* Document section *
## start
ConnectX-5 Ex VPI drops packets while performing RDMA write.

Hello,

I am working on RoCE IP core for FPGA and I have some problems regarding dropped packet. Adapter used in this project is ConnectX-5 Ex VPI.

I’m trying to perform RDMA write operation and it works for transfers of size below 256 kB. When I try to transfer more, e.g. 512 kB, adapter receive only 66 packets (this number is constant accross multiple tries) and the rest is (I assume) dropped. This number is taken from available hardware counters which also shows that no error occured. This happens if I’m sending one packet after another without pause between them.

If I insert pause between subsequent packets it gets better and eventually (with increasing duration of the pause) results in success. Unfortunately this results in throughput about 5 % of the bandwidth. I have few ideas about what could cause this kind of behaviour:

  • Adapter is not ready to work in full speed - which seems not very likely to me.
  • PCIe transaction is taking too long to initialize which results in overflow of the internal buffers - I tried to place pause only between the first (as it contains address and length) and the second packet but with the same result.
## end
* Work to complete *
**A.** Answer these questions from the forum post about dropped RDMA write packets:
(i) Which adapter is used in the project?
(ii) How many packets does the adapter receive when a 512 kB transfer is attempted?
(iii) What throughput results from inserting pauses between packets?
**B.** Write a continuation of the forum post about dropped RDMA write packets, starting after its last sentence.

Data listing
## start
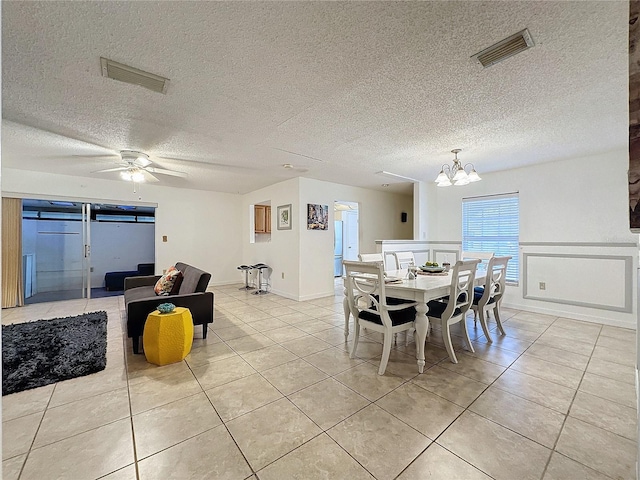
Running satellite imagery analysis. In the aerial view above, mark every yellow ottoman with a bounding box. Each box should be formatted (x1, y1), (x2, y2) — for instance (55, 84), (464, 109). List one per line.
(142, 307), (193, 365)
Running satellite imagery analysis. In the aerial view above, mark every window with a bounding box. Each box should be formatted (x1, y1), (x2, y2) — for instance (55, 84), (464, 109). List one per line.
(462, 193), (520, 284)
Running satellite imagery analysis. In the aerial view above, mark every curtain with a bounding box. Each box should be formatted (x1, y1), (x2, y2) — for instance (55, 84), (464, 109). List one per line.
(2, 198), (24, 308)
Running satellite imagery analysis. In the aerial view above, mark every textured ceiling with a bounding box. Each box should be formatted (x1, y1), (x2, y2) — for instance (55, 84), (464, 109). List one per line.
(2, 1), (628, 193)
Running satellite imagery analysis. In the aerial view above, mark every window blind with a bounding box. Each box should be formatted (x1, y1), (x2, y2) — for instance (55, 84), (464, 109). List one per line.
(462, 193), (520, 283)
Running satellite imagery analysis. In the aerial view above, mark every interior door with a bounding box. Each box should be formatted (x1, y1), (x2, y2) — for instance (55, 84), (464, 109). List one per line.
(342, 210), (360, 261)
(82, 203), (91, 298)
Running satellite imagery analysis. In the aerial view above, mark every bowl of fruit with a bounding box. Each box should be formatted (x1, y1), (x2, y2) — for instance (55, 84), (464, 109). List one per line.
(420, 262), (445, 273)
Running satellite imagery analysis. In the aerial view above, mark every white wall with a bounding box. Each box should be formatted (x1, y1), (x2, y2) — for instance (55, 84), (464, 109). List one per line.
(2, 168), (242, 284)
(238, 178), (413, 300)
(422, 150), (638, 328)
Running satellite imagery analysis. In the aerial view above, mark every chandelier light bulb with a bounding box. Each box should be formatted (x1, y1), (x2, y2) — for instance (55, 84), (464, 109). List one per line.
(436, 148), (482, 187)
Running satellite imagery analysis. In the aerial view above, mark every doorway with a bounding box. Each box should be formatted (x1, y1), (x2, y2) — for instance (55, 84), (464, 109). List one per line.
(333, 200), (360, 277)
(22, 199), (155, 304)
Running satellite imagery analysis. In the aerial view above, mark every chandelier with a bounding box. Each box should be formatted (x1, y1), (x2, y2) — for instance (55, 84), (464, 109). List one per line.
(436, 148), (482, 187)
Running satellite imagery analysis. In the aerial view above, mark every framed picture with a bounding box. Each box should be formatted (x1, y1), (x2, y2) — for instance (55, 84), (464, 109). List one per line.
(307, 203), (329, 230)
(277, 204), (291, 230)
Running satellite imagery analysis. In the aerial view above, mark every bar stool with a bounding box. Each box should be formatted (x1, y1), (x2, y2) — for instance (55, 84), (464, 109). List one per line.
(251, 263), (269, 295)
(238, 265), (255, 290)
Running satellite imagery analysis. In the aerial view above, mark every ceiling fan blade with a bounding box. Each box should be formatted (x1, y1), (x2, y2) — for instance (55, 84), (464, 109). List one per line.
(145, 167), (189, 178)
(91, 167), (128, 173)
(142, 170), (160, 183)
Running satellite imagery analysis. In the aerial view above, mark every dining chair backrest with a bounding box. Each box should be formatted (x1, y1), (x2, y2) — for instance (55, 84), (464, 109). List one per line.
(342, 260), (391, 327)
(478, 257), (511, 307)
(393, 252), (416, 270)
(358, 253), (384, 268)
(442, 259), (480, 319)
(460, 251), (494, 261)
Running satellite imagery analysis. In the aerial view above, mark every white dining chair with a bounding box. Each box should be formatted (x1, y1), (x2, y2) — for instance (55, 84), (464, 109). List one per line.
(342, 260), (417, 375)
(471, 257), (511, 342)
(427, 259), (480, 363)
(358, 253), (384, 263)
(393, 252), (416, 270)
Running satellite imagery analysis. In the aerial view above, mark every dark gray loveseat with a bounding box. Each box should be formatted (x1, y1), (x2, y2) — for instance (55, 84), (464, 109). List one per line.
(124, 263), (213, 353)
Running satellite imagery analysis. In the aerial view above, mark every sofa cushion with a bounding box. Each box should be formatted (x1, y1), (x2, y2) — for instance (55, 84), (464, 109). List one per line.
(153, 267), (180, 296)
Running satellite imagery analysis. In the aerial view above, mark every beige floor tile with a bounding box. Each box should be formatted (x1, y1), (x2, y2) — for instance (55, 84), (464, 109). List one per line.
(192, 356), (256, 390)
(138, 425), (251, 480)
(456, 342), (521, 367)
(304, 347), (364, 375)
(205, 373), (282, 422)
(242, 345), (298, 372)
(129, 370), (206, 415)
(296, 318), (340, 333)
(510, 355), (583, 389)
(289, 378), (371, 430)
(543, 452), (611, 480)
(280, 335), (331, 357)
(494, 369), (576, 414)
(587, 358), (636, 385)
(376, 383), (464, 439)
(524, 343), (589, 371)
(556, 417), (637, 479)
(262, 359), (327, 395)
(592, 345), (636, 367)
(438, 411), (551, 480)
(398, 443), (491, 480)
(227, 398), (321, 471)
(508, 309), (558, 326)
(127, 354), (191, 385)
(215, 324), (258, 341)
(100, 464), (138, 480)
(334, 363), (404, 402)
(242, 317), (289, 333)
(185, 343), (237, 367)
(225, 333), (276, 355)
(258, 433), (374, 480)
(502, 317), (549, 335)
(2, 385), (54, 422)
(474, 331), (532, 353)
(263, 325), (309, 343)
(596, 335), (636, 352)
(133, 393), (222, 459)
(536, 331), (594, 356)
(313, 327), (353, 345)
(544, 323), (600, 345)
(411, 365), (488, 408)
(33, 388), (129, 448)
(469, 387), (565, 448)
(2, 453), (27, 480)
(20, 418), (133, 480)
(580, 373), (637, 408)
(600, 325), (636, 340)
(569, 391), (638, 441)
(2, 412), (44, 461)
(367, 350), (424, 380)
(438, 355), (505, 384)
(327, 405), (431, 480)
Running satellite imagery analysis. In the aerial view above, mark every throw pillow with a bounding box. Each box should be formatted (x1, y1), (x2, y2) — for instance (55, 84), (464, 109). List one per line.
(153, 267), (181, 296)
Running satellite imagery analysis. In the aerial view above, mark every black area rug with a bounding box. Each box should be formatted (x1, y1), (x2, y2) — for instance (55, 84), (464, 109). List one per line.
(2, 311), (107, 395)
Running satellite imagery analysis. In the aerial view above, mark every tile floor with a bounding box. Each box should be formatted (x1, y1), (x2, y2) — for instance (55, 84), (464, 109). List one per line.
(2, 285), (637, 480)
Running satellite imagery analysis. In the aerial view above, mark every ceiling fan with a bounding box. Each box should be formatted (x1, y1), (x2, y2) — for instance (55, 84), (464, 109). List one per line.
(93, 150), (187, 183)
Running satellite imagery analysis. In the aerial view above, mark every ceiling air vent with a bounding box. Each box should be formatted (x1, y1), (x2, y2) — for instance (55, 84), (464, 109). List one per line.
(471, 28), (533, 67)
(100, 57), (169, 93)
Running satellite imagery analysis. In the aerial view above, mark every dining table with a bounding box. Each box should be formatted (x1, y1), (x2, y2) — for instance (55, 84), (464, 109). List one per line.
(343, 269), (486, 373)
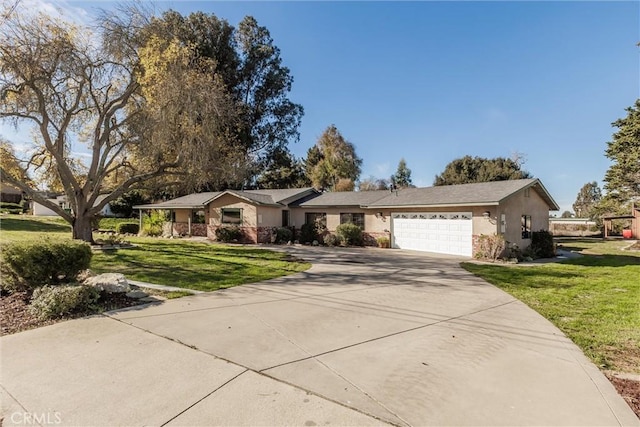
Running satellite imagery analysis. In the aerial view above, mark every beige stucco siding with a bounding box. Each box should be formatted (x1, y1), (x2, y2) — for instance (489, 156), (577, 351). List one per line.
(207, 194), (258, 227)
(496, 189), (549, 249)
(174, 209), (191, 222)
(256, 206), (282, 227)
(291, 206), (497, 234)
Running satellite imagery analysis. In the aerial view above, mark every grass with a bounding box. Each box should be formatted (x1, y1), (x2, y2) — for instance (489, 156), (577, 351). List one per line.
(0, 215), (310, 296)
(462, 239), (640, 373)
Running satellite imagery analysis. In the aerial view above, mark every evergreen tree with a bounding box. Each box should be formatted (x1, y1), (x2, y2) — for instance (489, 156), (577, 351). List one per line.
(391, 158), (413, 188)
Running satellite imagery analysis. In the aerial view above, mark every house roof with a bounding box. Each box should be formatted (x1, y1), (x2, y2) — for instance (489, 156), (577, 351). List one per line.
(295, 190), (389, 208)
(367, 179), (560, 210)
(134, 187), (315, 209)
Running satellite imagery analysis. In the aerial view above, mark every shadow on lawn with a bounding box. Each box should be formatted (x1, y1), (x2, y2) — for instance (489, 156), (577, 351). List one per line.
(562, 255), (640, 267)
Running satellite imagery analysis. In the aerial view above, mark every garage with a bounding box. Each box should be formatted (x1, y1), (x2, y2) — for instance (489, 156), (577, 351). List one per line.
(391, 212), (473, 257)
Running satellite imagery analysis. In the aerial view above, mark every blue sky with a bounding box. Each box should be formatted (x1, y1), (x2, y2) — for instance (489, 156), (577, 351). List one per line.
(0, 0), (640, 214)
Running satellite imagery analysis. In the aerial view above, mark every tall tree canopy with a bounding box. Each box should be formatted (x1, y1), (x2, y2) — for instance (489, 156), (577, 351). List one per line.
(391, 158), (413, 188)
(144, 11), (303, 189)
(255, 147), (311, 188)
(358, 175), (389, 191)
(573, 181), (602, 219)
(305, 125), (362, 191)
(604, 99), (640, 204)
(433, 156), (531, 185)
(0, 8), (302, 241)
## end
* Answers to the tasks *
**A.**
(i) ConnectX-5 Ex VPI.
(ii) 66 packets.
(iii) About 5 % of the bandwidth.

**B.**
  • Adapter contains buffers which for some reason overflow - maybe it waits for some kind of trigger before is starts PCIe transaction. Maybe there is a threshold (set to too high value) which triggers PCIe transaction when there is enough data in the buffer.
  • Flow control is needed to correct functioning. This seems like a true to me but not for so small amout of data.

I would really appretiate help in this matter as I know nothing about internal architecture of the adapter.

Thank you very much.

Hi Jakub,

I have reviewed your questions and for further investigation i suggest to open a support case at

networking-support@nvidia.com

According to our records your account have support contract that is expired

In order to renew the support contract , please contact Networking-contracts@nvidia.com

Thanks,

Samer

Hi Samer,

I already found the problem. It was the absence of any kind of control flow mechanism. It works fine now.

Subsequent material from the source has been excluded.